Coordinate annotation records
====

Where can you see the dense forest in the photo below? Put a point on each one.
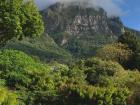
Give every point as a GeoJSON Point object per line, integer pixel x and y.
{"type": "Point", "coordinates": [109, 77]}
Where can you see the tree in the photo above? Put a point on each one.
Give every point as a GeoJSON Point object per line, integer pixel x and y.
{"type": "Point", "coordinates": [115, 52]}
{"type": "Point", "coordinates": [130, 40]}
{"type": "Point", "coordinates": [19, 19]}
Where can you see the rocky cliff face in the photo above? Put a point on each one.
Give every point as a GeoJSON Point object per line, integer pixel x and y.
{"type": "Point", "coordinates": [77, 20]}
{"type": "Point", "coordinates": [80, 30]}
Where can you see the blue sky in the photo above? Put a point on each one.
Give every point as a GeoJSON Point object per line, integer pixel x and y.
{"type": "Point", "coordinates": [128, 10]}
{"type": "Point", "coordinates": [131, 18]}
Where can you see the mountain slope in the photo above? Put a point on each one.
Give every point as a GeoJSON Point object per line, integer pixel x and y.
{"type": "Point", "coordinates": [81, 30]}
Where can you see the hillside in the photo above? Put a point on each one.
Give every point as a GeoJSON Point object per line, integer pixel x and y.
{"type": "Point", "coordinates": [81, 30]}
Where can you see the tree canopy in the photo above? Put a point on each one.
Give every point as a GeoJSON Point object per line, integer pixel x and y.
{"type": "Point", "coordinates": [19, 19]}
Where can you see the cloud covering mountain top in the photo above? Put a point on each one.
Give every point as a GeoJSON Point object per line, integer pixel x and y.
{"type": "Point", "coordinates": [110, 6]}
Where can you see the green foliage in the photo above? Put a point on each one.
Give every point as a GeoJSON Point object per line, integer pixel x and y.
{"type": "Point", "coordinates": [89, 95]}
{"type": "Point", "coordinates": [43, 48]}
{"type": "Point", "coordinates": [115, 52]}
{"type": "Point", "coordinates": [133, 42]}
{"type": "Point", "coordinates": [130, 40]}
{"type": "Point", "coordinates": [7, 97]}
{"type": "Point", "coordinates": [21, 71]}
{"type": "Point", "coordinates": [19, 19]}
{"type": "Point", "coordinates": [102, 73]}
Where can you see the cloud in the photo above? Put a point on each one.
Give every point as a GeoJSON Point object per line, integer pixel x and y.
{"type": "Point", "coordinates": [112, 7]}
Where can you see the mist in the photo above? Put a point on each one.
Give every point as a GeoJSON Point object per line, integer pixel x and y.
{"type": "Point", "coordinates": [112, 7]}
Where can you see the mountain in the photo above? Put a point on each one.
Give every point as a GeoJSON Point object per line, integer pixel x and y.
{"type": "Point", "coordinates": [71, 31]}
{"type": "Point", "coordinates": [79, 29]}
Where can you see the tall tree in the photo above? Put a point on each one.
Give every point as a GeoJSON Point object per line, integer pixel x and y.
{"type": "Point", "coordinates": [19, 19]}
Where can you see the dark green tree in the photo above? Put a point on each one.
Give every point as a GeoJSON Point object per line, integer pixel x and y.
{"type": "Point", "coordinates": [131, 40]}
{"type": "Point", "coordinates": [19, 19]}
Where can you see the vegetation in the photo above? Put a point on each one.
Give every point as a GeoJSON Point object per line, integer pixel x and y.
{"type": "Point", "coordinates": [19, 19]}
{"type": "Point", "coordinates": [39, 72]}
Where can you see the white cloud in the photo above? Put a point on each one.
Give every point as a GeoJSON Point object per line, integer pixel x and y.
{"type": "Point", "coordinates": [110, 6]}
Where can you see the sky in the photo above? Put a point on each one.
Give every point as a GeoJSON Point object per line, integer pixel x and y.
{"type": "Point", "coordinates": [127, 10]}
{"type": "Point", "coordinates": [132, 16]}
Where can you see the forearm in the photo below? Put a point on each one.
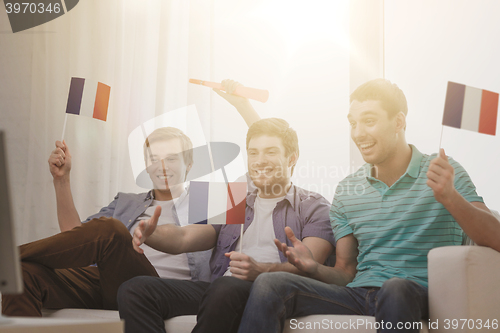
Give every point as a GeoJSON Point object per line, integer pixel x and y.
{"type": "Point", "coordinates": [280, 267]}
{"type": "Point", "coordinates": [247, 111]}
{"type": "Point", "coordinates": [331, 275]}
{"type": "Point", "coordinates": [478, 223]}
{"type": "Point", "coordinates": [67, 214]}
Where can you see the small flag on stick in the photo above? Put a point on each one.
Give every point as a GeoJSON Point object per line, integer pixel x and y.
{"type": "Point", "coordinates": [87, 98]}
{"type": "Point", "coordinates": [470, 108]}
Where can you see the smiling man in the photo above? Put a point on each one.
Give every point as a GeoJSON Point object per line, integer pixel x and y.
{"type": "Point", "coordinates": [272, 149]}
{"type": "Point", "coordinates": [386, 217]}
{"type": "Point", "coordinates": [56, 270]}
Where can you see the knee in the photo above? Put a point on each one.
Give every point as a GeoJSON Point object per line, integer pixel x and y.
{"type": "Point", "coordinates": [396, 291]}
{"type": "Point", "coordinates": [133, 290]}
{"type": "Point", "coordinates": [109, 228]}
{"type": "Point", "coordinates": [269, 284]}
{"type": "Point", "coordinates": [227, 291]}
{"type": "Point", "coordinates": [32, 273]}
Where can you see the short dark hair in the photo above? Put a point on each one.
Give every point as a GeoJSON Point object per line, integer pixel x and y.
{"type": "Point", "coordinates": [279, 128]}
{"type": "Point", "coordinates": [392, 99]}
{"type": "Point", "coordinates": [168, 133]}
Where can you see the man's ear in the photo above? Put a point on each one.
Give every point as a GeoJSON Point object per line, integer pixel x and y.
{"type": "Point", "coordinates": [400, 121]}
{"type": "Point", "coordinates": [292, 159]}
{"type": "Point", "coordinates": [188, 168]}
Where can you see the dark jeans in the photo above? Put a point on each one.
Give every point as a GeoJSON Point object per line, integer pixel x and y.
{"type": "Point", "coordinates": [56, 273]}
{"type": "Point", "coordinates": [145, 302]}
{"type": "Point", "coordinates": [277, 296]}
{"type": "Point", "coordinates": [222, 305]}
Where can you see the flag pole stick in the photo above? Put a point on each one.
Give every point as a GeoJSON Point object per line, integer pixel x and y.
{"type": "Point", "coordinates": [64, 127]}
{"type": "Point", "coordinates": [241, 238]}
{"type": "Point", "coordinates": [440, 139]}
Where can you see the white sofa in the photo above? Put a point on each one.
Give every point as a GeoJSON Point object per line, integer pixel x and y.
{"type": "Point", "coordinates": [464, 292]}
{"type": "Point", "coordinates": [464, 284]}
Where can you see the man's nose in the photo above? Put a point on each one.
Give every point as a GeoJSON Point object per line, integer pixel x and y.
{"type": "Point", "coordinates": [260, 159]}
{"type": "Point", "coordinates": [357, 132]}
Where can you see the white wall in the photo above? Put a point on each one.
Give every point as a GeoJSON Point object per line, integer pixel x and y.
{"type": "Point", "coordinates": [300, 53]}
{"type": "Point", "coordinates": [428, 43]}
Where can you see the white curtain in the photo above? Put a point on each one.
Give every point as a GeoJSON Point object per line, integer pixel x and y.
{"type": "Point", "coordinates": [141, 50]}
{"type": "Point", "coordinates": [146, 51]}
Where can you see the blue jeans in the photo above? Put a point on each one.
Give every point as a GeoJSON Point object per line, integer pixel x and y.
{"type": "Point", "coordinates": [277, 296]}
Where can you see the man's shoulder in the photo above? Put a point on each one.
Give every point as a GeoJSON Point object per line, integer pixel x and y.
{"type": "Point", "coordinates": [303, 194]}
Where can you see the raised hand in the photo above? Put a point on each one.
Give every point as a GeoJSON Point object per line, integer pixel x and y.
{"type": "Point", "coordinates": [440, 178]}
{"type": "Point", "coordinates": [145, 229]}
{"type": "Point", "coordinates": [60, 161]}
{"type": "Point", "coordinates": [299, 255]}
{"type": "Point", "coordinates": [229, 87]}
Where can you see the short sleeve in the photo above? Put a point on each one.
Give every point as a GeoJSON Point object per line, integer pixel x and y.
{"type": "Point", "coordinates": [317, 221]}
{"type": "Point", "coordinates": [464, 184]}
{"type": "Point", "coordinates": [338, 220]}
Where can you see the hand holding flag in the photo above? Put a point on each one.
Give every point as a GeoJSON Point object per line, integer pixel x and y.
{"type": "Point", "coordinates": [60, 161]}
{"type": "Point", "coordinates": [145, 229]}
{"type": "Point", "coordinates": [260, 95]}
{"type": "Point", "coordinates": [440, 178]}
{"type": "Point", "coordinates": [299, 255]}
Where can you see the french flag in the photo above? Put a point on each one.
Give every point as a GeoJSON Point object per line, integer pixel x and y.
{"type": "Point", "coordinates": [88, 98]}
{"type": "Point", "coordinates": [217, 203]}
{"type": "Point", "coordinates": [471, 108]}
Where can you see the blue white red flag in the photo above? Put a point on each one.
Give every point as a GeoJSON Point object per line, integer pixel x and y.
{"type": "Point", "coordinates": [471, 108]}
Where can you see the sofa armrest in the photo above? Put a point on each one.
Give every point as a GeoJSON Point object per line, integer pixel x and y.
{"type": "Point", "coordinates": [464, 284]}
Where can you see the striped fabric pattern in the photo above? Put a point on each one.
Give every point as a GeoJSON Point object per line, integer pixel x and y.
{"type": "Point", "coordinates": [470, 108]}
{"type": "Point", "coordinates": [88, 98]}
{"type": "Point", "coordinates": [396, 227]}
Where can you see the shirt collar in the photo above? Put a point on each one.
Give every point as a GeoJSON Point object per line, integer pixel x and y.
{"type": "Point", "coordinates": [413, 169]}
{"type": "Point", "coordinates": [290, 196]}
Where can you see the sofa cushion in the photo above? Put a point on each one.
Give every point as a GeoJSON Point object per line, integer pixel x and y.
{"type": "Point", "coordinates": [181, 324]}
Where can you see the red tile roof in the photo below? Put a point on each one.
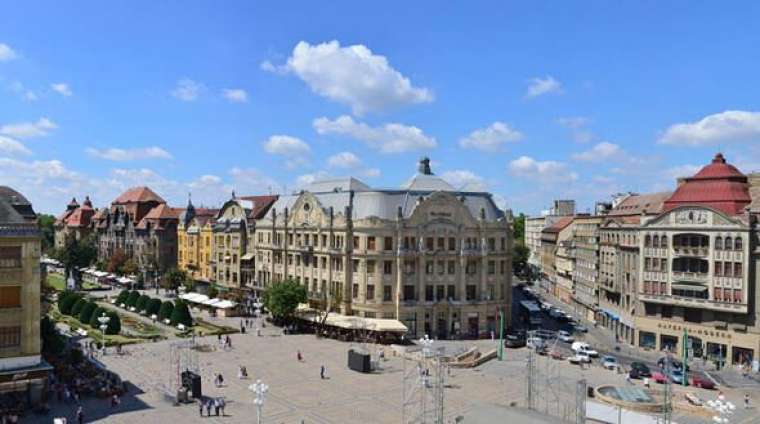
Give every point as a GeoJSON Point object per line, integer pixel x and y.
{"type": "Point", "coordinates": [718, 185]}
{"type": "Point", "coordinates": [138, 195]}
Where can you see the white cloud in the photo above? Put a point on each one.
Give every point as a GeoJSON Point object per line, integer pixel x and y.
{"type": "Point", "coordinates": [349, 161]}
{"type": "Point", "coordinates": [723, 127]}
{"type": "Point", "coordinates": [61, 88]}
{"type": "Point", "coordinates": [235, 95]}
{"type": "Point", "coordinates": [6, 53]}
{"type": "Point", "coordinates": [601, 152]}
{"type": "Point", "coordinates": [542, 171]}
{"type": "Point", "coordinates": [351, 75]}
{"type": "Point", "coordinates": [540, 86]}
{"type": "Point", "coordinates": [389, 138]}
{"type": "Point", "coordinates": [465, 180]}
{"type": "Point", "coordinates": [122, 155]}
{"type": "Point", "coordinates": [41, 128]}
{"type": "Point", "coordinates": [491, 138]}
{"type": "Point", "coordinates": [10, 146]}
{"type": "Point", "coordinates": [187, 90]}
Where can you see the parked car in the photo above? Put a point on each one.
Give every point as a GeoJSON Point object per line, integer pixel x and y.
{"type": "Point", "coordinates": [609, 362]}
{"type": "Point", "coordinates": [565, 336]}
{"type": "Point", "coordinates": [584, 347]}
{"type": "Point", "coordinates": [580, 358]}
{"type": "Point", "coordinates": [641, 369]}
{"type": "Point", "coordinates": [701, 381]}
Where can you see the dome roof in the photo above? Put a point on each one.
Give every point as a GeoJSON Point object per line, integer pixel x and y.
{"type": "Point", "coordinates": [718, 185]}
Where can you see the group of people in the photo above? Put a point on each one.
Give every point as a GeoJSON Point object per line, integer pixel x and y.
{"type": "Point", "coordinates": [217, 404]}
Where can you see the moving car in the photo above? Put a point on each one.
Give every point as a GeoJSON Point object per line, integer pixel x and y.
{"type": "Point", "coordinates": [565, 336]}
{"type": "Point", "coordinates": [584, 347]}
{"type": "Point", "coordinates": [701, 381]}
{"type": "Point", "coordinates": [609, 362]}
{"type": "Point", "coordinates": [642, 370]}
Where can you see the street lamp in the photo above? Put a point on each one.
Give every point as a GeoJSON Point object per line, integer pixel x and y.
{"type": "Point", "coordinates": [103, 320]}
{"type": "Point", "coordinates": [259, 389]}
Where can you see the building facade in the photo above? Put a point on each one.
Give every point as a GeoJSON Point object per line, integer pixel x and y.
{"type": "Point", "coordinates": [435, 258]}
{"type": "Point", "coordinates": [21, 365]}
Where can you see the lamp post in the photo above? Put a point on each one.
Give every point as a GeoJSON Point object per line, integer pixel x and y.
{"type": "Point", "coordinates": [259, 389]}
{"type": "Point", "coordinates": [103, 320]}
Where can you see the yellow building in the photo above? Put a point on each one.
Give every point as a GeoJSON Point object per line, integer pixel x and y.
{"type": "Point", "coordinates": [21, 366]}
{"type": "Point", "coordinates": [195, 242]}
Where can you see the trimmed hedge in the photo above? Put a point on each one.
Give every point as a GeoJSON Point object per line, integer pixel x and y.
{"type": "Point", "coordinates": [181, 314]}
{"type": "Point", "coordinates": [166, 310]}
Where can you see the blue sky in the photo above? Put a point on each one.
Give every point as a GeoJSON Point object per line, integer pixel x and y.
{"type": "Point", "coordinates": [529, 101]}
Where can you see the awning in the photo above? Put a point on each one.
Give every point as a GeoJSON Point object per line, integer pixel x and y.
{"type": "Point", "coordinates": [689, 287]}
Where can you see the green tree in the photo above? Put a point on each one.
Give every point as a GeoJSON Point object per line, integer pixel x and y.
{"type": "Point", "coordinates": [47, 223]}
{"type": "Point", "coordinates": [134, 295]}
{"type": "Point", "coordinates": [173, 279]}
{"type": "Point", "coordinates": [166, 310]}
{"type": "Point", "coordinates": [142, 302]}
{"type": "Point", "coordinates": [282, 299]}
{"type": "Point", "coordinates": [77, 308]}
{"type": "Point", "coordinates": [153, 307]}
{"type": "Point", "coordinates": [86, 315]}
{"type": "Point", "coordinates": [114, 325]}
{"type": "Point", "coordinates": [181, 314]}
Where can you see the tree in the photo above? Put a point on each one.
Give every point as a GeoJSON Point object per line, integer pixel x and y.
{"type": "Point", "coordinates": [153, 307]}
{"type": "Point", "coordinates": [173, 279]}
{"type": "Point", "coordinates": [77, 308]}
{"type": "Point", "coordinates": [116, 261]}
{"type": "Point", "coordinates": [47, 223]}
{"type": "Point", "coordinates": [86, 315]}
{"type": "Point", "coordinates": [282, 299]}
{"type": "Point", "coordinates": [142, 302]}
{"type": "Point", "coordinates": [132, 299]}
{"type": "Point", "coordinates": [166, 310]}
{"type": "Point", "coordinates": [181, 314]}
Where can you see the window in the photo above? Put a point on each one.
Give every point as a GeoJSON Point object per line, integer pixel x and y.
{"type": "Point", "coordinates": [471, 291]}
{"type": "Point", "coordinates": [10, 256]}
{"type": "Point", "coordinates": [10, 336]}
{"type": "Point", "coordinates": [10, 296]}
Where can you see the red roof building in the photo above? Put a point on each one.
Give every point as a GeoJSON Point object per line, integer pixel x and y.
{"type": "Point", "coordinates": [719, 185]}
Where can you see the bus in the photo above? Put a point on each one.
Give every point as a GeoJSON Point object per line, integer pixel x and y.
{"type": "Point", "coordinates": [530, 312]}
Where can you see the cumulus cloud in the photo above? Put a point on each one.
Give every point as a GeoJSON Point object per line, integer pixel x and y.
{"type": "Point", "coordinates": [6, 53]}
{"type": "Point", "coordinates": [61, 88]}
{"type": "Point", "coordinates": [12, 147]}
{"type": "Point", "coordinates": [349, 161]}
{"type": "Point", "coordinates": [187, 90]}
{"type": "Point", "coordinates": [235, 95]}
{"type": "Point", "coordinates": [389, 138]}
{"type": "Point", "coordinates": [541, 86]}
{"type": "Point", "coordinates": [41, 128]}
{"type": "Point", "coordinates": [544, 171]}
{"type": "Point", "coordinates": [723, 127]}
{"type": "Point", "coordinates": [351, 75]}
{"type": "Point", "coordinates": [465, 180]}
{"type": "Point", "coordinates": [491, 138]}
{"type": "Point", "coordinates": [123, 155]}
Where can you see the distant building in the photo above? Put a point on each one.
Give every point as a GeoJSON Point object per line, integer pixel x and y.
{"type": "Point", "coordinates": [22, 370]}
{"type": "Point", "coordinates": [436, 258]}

====

__Set problem__:
Repeat exactly the lines from the one containing "Where can you see the distant" through the last line of the records above, both included, and nothing else.

__Final result__:
Where can you see the distant building in the photo above? Put a point on each one.
Give every point as a GeoJSON Point object per line, integer pixel x and y.
{"type": "Point", "coordinates": [22, 370]}
{"type": "Point", "coordinates": [436, 258]}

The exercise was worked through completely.